PROBLEMS AND TASKS:
A - In the excerpt about the folk singer Mooralala Marwada, name each person who is said to be part of his current musical group.
B - Continue the excerpt about the folk singer Mooralala Marwada from the point at which it stops.

SOURCE EXCERPT:
● ● ● ●

Background information
- Born: 1955 or 1956 (age 69–70)
- Origin: Kutch, Gujarat, India
- Genre: Sufi folk
- Occupation: Singer
- Years active: 1963-present

= Mooralala Marwada =

Moorala Marwada (born 1955) is a Sufi folk singer from the Janana village of the Kutch District, Gujarat, India. Marwada hails from 11th-generation of Meghwal singers of the village in Gujarat's Kutch district. He sings the poetry of Kabir, Mirabai, Ravidas and others. Mooralala sings in the Kafi form of music that has evolved and been adopted by the Hindu singers of Shah Abdul Latif Bhittai.

== Early life ==
Growing up he used to accompany his father and grandfather to satsangs, and started singing at the age of eight. Today he travels to various cities across India with his group. Currently, his musical group consists of his nephews, Sukhdev and Dekhabhai and his grandson Maheshbhai.

● ● ● ●

[Entries from a pointing dataset]
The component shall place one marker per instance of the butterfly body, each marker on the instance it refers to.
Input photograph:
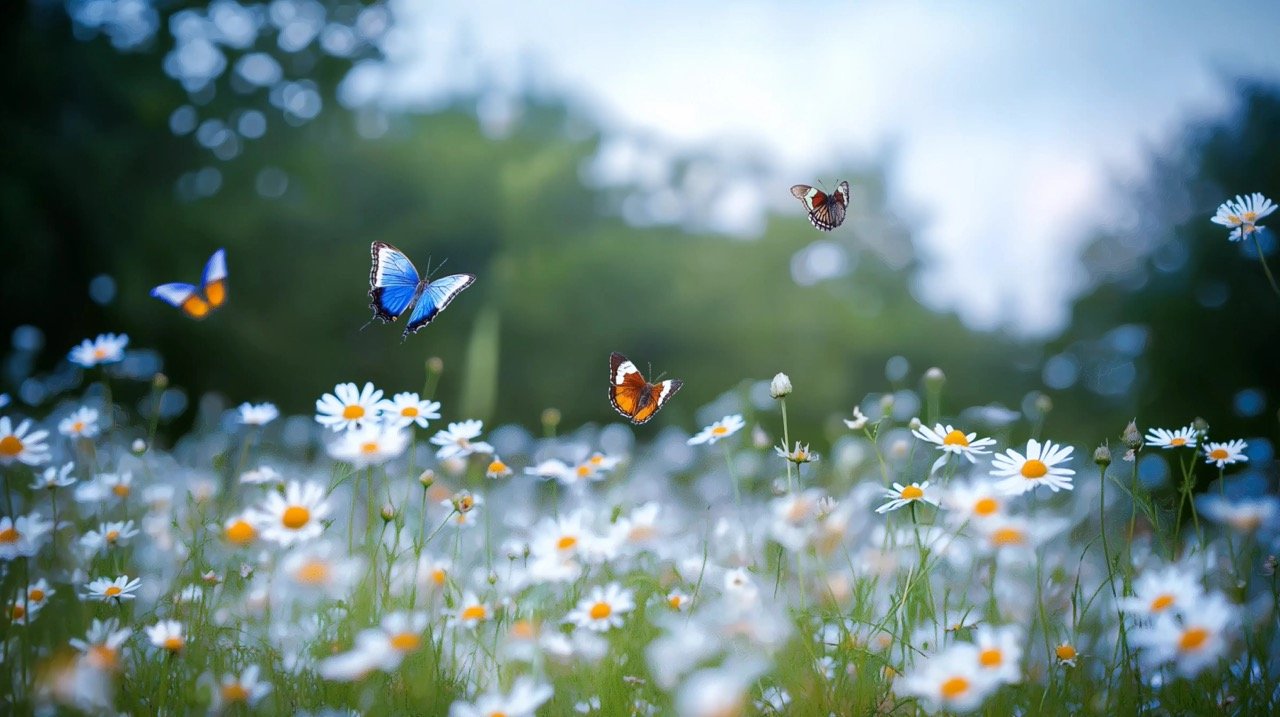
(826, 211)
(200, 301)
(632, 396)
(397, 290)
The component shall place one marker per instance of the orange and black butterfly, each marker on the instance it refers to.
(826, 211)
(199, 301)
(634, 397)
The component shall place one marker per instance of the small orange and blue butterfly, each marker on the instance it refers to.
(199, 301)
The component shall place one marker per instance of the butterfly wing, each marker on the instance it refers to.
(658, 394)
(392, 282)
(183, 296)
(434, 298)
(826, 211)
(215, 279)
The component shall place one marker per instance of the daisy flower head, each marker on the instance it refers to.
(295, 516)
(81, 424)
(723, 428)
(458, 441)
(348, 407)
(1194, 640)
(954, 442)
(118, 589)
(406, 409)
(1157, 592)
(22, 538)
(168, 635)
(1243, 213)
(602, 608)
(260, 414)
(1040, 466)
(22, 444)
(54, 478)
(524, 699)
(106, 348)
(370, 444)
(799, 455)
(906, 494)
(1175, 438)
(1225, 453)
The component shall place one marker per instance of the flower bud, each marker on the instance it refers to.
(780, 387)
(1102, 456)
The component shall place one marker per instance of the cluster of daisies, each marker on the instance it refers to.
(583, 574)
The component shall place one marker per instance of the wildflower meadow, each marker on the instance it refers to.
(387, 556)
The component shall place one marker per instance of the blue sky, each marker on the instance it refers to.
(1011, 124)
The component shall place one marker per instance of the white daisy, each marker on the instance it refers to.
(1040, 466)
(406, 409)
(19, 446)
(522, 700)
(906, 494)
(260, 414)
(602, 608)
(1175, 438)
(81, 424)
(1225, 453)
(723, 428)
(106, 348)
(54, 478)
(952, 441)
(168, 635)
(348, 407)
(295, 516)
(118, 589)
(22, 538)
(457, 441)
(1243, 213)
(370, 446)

● ● ● ●

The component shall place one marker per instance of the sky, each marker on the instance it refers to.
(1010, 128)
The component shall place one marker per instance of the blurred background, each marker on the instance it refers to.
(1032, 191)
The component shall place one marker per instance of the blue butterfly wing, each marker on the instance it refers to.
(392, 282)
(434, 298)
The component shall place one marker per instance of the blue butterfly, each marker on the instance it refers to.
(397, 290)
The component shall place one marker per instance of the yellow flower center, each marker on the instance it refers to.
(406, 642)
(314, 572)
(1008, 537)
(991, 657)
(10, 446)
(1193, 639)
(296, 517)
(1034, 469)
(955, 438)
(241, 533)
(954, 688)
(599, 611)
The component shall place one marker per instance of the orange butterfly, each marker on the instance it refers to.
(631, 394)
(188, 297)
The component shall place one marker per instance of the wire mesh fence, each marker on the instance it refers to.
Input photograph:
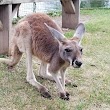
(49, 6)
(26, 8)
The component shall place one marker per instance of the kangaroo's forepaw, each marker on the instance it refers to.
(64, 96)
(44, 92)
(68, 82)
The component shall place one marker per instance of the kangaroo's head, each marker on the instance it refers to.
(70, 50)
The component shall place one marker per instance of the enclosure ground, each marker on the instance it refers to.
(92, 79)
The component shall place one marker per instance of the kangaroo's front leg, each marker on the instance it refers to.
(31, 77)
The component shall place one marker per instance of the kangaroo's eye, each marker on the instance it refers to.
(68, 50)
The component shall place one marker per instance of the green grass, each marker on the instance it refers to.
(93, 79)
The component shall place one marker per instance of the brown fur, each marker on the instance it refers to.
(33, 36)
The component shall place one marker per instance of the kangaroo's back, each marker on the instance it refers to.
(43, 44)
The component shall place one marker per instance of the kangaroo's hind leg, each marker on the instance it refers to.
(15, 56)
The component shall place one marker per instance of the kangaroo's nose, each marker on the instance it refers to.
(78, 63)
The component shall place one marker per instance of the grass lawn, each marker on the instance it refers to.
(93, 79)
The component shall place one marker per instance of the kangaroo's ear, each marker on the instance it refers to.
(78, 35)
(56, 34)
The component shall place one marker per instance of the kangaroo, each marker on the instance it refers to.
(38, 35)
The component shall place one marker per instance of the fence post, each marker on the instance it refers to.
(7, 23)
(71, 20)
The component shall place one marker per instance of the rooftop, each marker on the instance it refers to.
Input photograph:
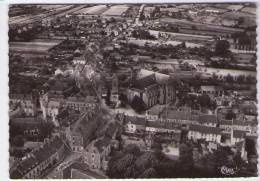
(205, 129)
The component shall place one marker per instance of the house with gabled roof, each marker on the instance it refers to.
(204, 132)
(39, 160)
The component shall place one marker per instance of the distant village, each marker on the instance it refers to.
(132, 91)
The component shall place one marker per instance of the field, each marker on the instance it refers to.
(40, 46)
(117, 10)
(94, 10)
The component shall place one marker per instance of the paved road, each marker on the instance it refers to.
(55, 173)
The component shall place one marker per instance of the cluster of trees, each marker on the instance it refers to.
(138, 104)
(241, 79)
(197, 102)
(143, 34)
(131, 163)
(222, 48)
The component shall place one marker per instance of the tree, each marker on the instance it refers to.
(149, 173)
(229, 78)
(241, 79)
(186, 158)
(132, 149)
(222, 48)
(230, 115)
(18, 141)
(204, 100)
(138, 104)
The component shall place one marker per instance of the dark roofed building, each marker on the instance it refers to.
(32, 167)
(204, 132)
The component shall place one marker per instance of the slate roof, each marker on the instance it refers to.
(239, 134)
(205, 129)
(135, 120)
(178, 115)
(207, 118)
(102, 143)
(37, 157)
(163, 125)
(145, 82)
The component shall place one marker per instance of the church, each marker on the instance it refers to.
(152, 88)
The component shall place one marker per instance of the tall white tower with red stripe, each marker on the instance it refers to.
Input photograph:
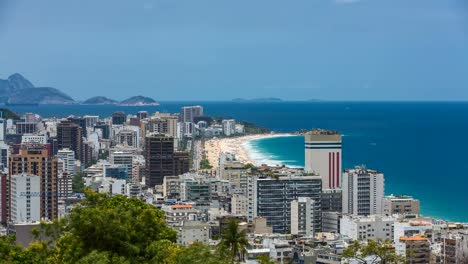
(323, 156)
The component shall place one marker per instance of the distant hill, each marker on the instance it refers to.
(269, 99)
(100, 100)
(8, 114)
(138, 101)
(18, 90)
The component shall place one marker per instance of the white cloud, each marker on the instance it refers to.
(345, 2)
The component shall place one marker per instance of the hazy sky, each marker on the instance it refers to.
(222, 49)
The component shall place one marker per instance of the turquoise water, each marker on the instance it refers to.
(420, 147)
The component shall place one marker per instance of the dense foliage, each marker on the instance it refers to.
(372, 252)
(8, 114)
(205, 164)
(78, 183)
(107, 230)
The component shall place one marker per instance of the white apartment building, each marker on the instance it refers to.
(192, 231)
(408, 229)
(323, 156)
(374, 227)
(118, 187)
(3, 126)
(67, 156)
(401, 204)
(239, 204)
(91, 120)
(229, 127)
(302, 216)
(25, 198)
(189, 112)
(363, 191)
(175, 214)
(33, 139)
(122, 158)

● ● ● ●

ANSWERS PER TASK:
A - Sukhdev, Dekhabhai, Maheshbhai

B -
He has also been featured in the Kabir Project and sang "Vari Jaun" in Coke Studio (Season 2, 2012), which got him considerable recognition. In 2019, he featured in Gujarati-language period drama film Hellaro as a playback singer. and in 2021 Hindi film Rashmi Rocket, where he sang, Rann Ma Kutchh with music by Amit Trivedi.

In 2025, he collaborated with Kathak dancer Sanjukta Sinha for choreography at the annual World Sufi Music Festival, Jahan-e-Khusrau.